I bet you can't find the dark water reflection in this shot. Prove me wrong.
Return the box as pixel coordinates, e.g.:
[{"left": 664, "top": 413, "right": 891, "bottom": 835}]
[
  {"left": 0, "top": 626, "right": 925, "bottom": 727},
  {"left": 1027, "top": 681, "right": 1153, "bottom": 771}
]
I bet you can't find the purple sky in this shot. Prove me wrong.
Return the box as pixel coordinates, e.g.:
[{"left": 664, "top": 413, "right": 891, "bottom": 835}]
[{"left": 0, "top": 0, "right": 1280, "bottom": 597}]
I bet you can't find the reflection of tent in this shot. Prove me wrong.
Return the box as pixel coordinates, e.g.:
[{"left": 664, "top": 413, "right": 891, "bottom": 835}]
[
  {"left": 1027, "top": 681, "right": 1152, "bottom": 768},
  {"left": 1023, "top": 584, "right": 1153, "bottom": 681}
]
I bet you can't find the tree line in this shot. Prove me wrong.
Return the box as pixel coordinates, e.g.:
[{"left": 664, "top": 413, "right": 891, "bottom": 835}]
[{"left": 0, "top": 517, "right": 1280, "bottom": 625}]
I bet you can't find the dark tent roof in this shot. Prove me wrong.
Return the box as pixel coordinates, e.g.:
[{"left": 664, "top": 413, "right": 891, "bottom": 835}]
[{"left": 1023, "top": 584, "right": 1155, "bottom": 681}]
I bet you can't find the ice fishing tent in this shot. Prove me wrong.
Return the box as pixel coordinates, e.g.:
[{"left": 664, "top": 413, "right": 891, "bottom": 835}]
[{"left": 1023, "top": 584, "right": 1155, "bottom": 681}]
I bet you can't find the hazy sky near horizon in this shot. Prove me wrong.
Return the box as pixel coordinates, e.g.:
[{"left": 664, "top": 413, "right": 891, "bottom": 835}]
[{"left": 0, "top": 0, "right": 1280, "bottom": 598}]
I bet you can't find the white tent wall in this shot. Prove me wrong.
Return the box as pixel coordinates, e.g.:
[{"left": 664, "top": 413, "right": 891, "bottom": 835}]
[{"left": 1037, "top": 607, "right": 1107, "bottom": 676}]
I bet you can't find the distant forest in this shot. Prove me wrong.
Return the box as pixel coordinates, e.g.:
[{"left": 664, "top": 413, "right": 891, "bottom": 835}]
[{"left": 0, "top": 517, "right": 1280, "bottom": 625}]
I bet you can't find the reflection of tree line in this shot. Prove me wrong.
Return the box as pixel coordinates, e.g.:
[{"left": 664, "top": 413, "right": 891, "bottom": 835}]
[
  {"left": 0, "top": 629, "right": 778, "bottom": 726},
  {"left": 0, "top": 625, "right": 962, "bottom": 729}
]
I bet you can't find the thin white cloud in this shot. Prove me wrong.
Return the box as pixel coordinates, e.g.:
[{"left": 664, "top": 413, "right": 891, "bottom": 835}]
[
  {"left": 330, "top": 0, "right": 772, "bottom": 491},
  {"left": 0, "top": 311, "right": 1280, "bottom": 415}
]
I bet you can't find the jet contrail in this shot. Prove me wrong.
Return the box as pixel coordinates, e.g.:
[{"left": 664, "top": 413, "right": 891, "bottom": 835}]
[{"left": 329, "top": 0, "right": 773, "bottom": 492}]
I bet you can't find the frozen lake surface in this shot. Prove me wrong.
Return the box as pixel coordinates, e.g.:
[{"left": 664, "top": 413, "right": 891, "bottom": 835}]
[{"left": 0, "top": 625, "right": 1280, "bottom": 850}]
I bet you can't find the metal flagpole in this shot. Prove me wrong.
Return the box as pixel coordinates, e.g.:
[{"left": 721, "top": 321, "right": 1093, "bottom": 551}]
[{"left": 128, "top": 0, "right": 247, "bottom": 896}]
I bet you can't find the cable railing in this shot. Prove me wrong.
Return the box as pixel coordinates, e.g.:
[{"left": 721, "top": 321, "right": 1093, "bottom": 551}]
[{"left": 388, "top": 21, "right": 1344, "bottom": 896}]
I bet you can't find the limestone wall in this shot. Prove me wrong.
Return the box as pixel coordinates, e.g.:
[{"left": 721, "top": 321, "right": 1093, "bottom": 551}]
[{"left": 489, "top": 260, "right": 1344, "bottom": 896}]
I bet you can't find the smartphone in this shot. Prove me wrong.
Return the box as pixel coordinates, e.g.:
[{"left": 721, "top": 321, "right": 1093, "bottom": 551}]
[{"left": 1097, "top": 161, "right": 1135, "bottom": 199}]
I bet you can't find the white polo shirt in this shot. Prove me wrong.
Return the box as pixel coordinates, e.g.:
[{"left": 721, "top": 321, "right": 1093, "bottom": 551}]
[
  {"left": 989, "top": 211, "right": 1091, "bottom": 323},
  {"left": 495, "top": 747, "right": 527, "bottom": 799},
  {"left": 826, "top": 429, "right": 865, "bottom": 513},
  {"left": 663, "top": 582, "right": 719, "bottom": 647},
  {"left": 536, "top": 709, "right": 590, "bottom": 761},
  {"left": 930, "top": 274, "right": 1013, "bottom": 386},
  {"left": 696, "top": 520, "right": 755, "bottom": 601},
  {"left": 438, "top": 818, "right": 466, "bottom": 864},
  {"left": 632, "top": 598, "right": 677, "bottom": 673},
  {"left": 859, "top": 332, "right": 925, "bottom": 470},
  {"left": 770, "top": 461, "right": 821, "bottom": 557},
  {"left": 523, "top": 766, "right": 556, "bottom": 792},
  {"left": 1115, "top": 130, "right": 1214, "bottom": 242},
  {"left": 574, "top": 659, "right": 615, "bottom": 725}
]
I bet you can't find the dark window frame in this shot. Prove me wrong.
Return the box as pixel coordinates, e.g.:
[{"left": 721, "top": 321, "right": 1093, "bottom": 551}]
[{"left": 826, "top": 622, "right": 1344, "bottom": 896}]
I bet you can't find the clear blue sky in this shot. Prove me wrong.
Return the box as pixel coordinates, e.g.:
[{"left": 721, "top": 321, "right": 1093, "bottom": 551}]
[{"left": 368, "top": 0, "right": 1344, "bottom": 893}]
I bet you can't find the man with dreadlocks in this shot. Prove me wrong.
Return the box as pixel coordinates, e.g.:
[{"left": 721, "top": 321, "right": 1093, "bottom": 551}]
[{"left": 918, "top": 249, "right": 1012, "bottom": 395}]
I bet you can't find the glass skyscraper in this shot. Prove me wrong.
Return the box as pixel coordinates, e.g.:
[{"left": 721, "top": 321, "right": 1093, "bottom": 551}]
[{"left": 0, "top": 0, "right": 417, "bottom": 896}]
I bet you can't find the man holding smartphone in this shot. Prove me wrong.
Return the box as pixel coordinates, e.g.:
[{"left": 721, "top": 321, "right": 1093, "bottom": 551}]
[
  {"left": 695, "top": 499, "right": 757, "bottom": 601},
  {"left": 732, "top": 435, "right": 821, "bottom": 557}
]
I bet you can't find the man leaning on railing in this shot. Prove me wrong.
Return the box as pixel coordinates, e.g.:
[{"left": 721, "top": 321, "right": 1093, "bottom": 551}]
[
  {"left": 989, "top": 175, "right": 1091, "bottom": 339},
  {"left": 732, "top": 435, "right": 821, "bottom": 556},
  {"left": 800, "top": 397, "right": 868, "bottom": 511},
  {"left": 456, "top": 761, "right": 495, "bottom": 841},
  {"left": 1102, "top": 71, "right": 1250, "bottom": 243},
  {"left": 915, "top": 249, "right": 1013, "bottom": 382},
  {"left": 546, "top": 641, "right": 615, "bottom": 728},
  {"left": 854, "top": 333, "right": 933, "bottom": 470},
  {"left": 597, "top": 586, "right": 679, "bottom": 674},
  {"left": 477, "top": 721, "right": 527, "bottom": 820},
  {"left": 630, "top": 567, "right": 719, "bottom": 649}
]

■ **PROBLEM**: Go through the listing and print each line exactly as it appears.

■ **THE OUTPUT**:
I bet you can't find the dark water reflection in this shot. Prove me wrong.
Return the box as pixel coordinates, e.g.:
[{"left": 664, "top": 413, "right": 891, "bottom": 835}]
[
  {"left": 0, "top": 626, "right": 925, "bottom": 727},
  {"left": 1027, "top": 681, "right": 1153, "bottom": 771}
]
I bet you can't find the purple sky in this shot. Prove me wrong.
Return the box as pixel coordinates, e.g.:
[{"left": 664, "top": 413, "right": 891, "bottom": 835}]
[{"left": 0, "top": 0, "right": 1280, "bottom": 597}]
I bet you can't find the reflection of tent in this shot. Prove me wrong.
Return the box as pixel coordinates, e.g.:
[{"left": 664, "top": 413, "right": 891, "bottom": 835}]
[
  {"left": 1027, "top": 681, "right": 1152, "bottom": 768},
  {"left": 1023, "top": 584, "right": 1153, "bottom": 681}
]
I bet you can't find the tree line in this shot. Prove me wrong.
Return the box as pixel coordinates, e.g.:
[{"left": 664, "top": 413, "right": 891, "bottom": 835}]
[{"left": 0, "top": 517, "right": 1280, "bottom": 625}]
I bet you can't find the dark tent roof in this shot. Prove me wrong.
Return the box as pixel coordinates, e.g.:
[{"left": 664, "top": 413, "right": 891, "bottom": 835}]
[{"left": 1023, "top": 584, "right": 1155, "bottom": 681}]
I bet you can't find the ice fishing tent in this shot. Prove me wrong.
Return the box as pixel coordinates, e.g.:
[{"left": 664, "top": 413, "right": 891, "bottom": 835}]
[{"left": 1023, "top": 584, "right": 1155, "bottom": 681}]
I bet you can't find the hazy sky near horizon in this shot. Prove me wrong.
Return the box as pixel coordinates, e.g.:
[{"left": 664, "top": 413, "right": 891, "bottom": 835}]
[{"left": 0, "top": 0, "right": 1280, "bottom": 598}]
I bet you can't find the white tent wall in this shot. Prove me wrong.
Return the box as pixel coordinates, e.g.:
[{"left": 664, "top": 413, "right": 891, "bottom": 835}]
[{"left": 1037, "top": 607, "right": 1107, "bottom": 676}]
I bet you can't find the distant forest in this shot. Prove me wrong.
Return the box as pixel coordinates, e.g.:
[{"left": 664, "top": 413, "right": 891, "bottom": 835}]
[{"left": 0, "top": 517, "right": 1280, "bottom": 625}]
I bet you can't find the reflection of tree line in this shot. Prove me wrong.
Return the box as pixel coordinates, e.g.:
[{"left": 664, "top": 413, "right": 891, "bottom": 835}]
[
  {"left": 0, "top": 629, "right": 778, "bottom": 726},
  {"left": 0, "top": 625, "right": 962, "bottom": 729}
]
I bet you can't find the thin white cloud in this shot. Prove me wrong.
Return the box as pixel coordinates, e.g.:
[{"left": 664, "top": 413, "right": 891, "bottom": 835}]
[
  {"left": 330, "top": 0, "right": 772, "bottom": 491},
  {"left": 0, "top": 311, "right": 1280, "bottom": 415}
]
I bet you can't find the jet contrail in this shot. Prove me wrong.
Return the box as pixel coordinates, e.g.:
[{"left": 664, "top": 413, "right": 891, "bottom": 835}]
[{"left": 329, "top": 0, "right": 773, "bottom": 492}]
I bet you can't find the frozen lake surface in this shot. Prove me wrong.
Return the box as pixel coordinates, e.g.:
[{"left": 664, "top": 413, "right": 891, "bottom": 835}]
[{"left": 0, "top": 625, "right": 1280, "bottom": 850}]
I bet you can't find the metal flagpole in this shot. Prove me wrong.
Return the box as pixel coordinates, e.g.:
[{"left": 721, "top": 321, "right": 1093, "bottom": 551}]
[{"left": 128, "top": 0, "right": 247, "bottom": 896}]
I bet you can't find the cable railing in this shot. Prove me wrong.
Return the box as pixel coordinates, e.g.:
[{"left": 721, "top": 321, "right": 1093, "bottom": 551}]
[{"left": 388, "top": 21, "right": 1344, "bottom": 896}]
I bet you can't find the limestone wall in this shot. Prove me wrong.
Return the box as pixel coordinates, e.g.:
[{"left": 721, "top": 321, "right": 1093, "bottom": 551}]
[{"left": 489, "top": 260, "right": 1344, "bottom": 896}]
I bet you can't find the smartphone in this shot. Prove me wrong.
Return the box as pixel coordinates, e.g.:
[{"left": 721, "top": 321, "right": 1093, "bottom": 551}]
[{"left": 1097, "top": 161, "right": 1135, "bottom": 199}]
I bet you can't find the white polo shirt in this shot. Prove me wrong.
Return the box as pixel coordinates, e.g.:
[{"left": 721, "top": 321, "right": 1093, "bottom": 551}]
[
  {"left": 989, "top": 211, "right": 1091, "bottom": 323},
  {"left": 495, "top": 747, "right": 527, "bottom": 799},
  {"left": 826, "top": 429, "right": 865, "bottom": 513},
  {"left": 663, "top": 582, "right": 719, "bottom": 647},
  {"left": 536, "top": 709, "right": 590, "bottom": 761},
  {"left": 930, "top": 274, "right": 1013, "bottom": 386},
  {"left": 696, "top": 520, "right": 755, "bottom": 601},
  {"left": 438, "top": 818, "right": 466, "bottom": 864},
  {"left": 632, "top": 598, "right": 677, "bottom": 673},
  {"left": 859, "top": 332, "right": 925, "bottom": 470},
  {"left": 770, "top": 461, "right": 821, "bottom": 557},
  {"left": 523, "top": 766, "right": 556, "bottom": 792},
  {"left": 1115, "top": 130, "right": 1214, "bottom": 242},
  {"left": 574, "top": 659, "right": 615, "bottom": 725}
]
I bet you can't find the dark window frame in this shot. Prove me wrong.
Return the box as pixel coordinates, e.g.:
[{"left": 721, "top": 321, "right": 1093, "bottom": 551}]
[{"left": 826, "top": 622, "right": 1344, "bottom": 896}]
I bet you can't find the clear blue sky in this shot. Prove me wrong.
Return the box as pixel coordinates, e.g.:
[{"left": 721, "top": 321, "right": 1093, "bottom": 551}]
[{"left": 368, "top": 0, "right": 1344, "bottom": 893}]
I bet you can't find the man with dreadlocks in this shot. Prove me wrong.
Return the box as pixel coordinates, e.g.:
[{"left": 721, "top": 321, "right": 1093, "bottom": 551}]
[{"left": 918, "top": 249, "right": 1012, "bottom": 395}]
I bet you can't find the glass skyscraper in this shot. Prove me wrong.
Return the box as pixel coordinates, e.g.:
[{"left": 721, "top": 321, "right": 1093, "bottom": 551}]
[{"left": 0, "top": 0, "right": 417, "bottom": 896}]
I bet you can't find the man holding smartphone in this shot. Prove me wrong.
Return the box as pixel coordinates, e.g.:
[{"left": 721, "top": 321, "right": 1093, "bottom": 551}]
[
  {"left": 695, "top": 499, "right": 757, "bottom": 601},
  {"left": 732, "top": 435, "right": 821, "bottom": 557}
]
I bet you can't find the man leaning on railing in this shot. Prove me wrong.
Return the box as pixel coordinates, e.g.:
[{"left": 721, "top": 321, "right": 1093, "bottom": 551}]
[
  {"left": 989, "top": 175, "right": 1091, "bottom": 339},
  {"left": 732, "top": 435, "right": 821, "bottom": 556},
  {"left": 800, "top": 397, "right": 868, "bottom": 511},
  {"left": 456, "top": 761, "right": 495, "bottom": 841},
  {"left": 1102, "top": 71, "right": 1250, "bottom": 243},
  {"left": 915, "top": 249, "right": 1013, "bottom": 382},
  {"left": 546, "top": 641, "right": 615, "bottom": 728},
  {"left": 854, "top": 333, "right": 933, "bottom": 470},
  {"left": 597, "top": 586, "right": 679, "bottom": 674},
  {"left": 477, "top": 721, "right": 527, "bottom": 820},
  {"left": 630, "top": 567, "right": 719, "bottom": 649}
]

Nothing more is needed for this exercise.